*** Opening of TASK DATA ***
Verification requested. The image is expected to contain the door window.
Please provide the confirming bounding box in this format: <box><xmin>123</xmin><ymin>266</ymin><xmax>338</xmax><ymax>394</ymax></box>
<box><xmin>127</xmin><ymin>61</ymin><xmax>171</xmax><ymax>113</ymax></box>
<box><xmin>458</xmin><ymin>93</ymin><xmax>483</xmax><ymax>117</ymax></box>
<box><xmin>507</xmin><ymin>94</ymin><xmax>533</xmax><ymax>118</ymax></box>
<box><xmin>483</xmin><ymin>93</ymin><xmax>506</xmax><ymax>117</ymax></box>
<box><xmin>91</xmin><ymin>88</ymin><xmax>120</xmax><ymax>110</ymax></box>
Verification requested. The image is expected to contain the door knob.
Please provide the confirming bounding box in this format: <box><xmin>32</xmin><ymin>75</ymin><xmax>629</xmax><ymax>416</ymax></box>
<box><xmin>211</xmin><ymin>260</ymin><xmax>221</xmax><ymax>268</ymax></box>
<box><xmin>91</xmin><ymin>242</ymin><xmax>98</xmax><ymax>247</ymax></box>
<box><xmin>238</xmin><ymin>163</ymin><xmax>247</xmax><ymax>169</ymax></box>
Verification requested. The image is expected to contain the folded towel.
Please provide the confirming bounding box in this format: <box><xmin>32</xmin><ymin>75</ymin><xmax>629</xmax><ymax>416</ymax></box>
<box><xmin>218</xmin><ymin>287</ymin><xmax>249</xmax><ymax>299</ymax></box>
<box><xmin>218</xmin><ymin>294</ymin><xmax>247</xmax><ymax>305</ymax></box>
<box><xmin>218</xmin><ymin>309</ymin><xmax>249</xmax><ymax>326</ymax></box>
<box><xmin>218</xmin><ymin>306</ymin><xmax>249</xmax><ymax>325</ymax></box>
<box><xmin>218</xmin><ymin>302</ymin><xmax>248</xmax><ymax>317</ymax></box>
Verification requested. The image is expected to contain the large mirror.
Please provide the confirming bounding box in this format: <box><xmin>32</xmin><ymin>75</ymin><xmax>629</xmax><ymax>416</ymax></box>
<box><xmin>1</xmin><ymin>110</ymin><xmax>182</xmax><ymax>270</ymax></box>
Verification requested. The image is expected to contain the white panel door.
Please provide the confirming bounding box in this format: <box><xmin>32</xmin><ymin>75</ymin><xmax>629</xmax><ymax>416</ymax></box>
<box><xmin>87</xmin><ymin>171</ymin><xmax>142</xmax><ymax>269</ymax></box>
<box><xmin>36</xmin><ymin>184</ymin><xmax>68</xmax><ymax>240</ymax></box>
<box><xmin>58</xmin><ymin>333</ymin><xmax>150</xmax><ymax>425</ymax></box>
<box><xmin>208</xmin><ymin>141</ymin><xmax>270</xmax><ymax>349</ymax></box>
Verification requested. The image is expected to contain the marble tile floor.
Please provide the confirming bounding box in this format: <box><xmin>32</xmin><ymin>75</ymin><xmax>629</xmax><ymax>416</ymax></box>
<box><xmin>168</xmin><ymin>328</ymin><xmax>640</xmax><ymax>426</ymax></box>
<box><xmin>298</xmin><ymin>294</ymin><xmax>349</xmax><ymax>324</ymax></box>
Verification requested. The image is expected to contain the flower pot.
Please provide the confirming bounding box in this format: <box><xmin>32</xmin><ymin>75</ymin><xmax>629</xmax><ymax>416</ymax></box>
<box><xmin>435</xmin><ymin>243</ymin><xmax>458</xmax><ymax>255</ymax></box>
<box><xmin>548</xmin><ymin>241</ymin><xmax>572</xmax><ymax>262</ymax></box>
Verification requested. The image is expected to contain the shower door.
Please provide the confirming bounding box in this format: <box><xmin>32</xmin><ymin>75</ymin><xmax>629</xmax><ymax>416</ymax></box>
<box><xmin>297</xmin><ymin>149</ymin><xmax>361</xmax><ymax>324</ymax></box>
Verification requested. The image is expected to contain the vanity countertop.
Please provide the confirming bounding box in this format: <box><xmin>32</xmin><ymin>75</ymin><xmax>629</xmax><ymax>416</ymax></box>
*** Close of TASK DATA ***
- _TASK PROMPT_
Word for word, restate each record in the listing.

- _RESULT OF THIS EXERCISE_
Verification requested. The image is expected to contain the door window.
Please provide the confirming bounding box in this format: <box><xmin>123</xmin><ymin>266</ymin><xmax>338</xmax><ymax>394</ymax></box>
<box><xmin>127</xmin><ymin>61</ymin><xmax>171</xmax><ymax>113</ymax></box>
<box><xmin>458</xmin><ymin>93</ymin><xmax>483</xmax><ymax>117</ymax></box>
<box><xmin>507</xmin><ymin>94</ymin><xmax>533</xmax><ymax>118</ymax></box>
<box><xmin>483</xmin><ymin>93</ymin><xmax>506</xmax><ymax>117</ymax></box>
<box><xmin>91</xmin><ymin>88</ymin><xmax>120</xmax><ymax>110</ymax></box>
Verification requested. The image is expected to contain the door knob.
Please provide the confirming bounding box in this format: <box><xmin>32</xmin><ymin>75</ymin><xmax>629</xmax><ymax>416</ymax></box>
<box><xmin>211</xmin><ymin>260</ymin><xmax>221</xmax><ymax>268</ymax></box>
<box><xmin>91</xmin><ymin>242</ymin><xmax>98</xmax><ymax>247</ymax></box>
<box><xmin>238</xmin><ymin>163</ymin><xmax>247</xmax><ymax>169</ymax></box>
Verification requested. The image is expected to contain the folded towel.
Please provide the confirming bounding box in this format: <box><xmin>32</xmin><ymin>75</ymin><xmax>629</xmax><ymax>416</ymax></box>
<box><xmin>218</xmin><ymin>287</ymin><xmax>249</xmax><ymax>299</ymax></box>
<box><xmin>218</xmin><ymin>294</ymin><xmax>247</xmax><ymax>305</ymax></box>
<box><xmin>218</xmin><ymin>309</ymin><xmax>249</xmax><ymax>326</ymax></box>
<box><xmin>218</xmin><ymin>306</ymin><xmax>249</xmax><ymax>325</ymax></box>
<box><xmin>218</xmin><ymin>302</ymin><xmax>248</xmax><ymax>317</ymax></box>
Verification requested. The image is expected to contain the large mirror.
Please provide the confirming bounding box in this format: <box><xmin>32</xmin><ymin>75</ymin><xmax>629</xmax><ymax>416</ymax></box>
<box><xmin>1</xmin><ymin>110</ymin><xmax>182</xmax><ymax>270</ymax></box>
Verification requested. The image is expected to contain the white panel door.
Please provide the confirming bounding box in this format: <box><xmin>32</xmin><ymin>75</ymin><xmax>629</xmax><ymax>416</ymax></box>
<box><xmin>87</xmin><ymin>171</ymin><xmax>142</xmax><ymax>269</ymax></box>
<box><xmin>36</xmin><ymin>184</ymin><xmax>68</xmax><ymax>240</ymax></box>
<box><xmin>58</xmin><ymin>333</ymin><xmax>150</xmax><ymax>425</ymax></box>
<box><xmin>208</xmin><ymin>141</ymin><xmax>270</xmax><ymax>349</ymax></box>
Verification requested. The image is expected to contain the marble tile floor.
Please provide the confirming bounding box in this format: <box><xmin>32</xmin><ymin>75</ymin><xmax>629</xmax><ymax>416</ymax></box>
<box><xmin>168</xmin><ymin>328</ymin><xmax>640</xmax><ymax>426</ymax></box>
<box><xmin>298</xmin><ymin>294</ymin><xmax>349</xmax><ymax>324</ymax></box>
Verification requested. The image is expected to contain the flower pot.
Please provide the confirming bounding box in this format: <box><xmin>32</xmin><ymin>75</ymin><xmax>629</xmax><ymax>416</ymax></box>
<box><xmin>435</xmin><ymin>243</ymin><xmax>458</xmax><ymax>255</ymax></box>
<box><xmin>548</xmin><ymin>241</ymin><xmax>572</xmax><ymax>262</ymax></box>
Verification requested. The image is expected to contain the shower door.
Please provide the confirming bounding box in this format: <box><xmin>32</xmin><ymin>75</ymin><xmax>629</xmax><ymax>416</ymax></box>
<box><xmin>297</xmin><ymin>149</ymin><xmax>361</xmax><ymax>324</ymax></box>
Verification requested. The image is expected to contain the vanity countertop.
Please provide the confirming bounding box in this format: <box><xmin>32</xmin><ymin>75</ymin><xmax>629</xmax><ymax>416</ymax></box>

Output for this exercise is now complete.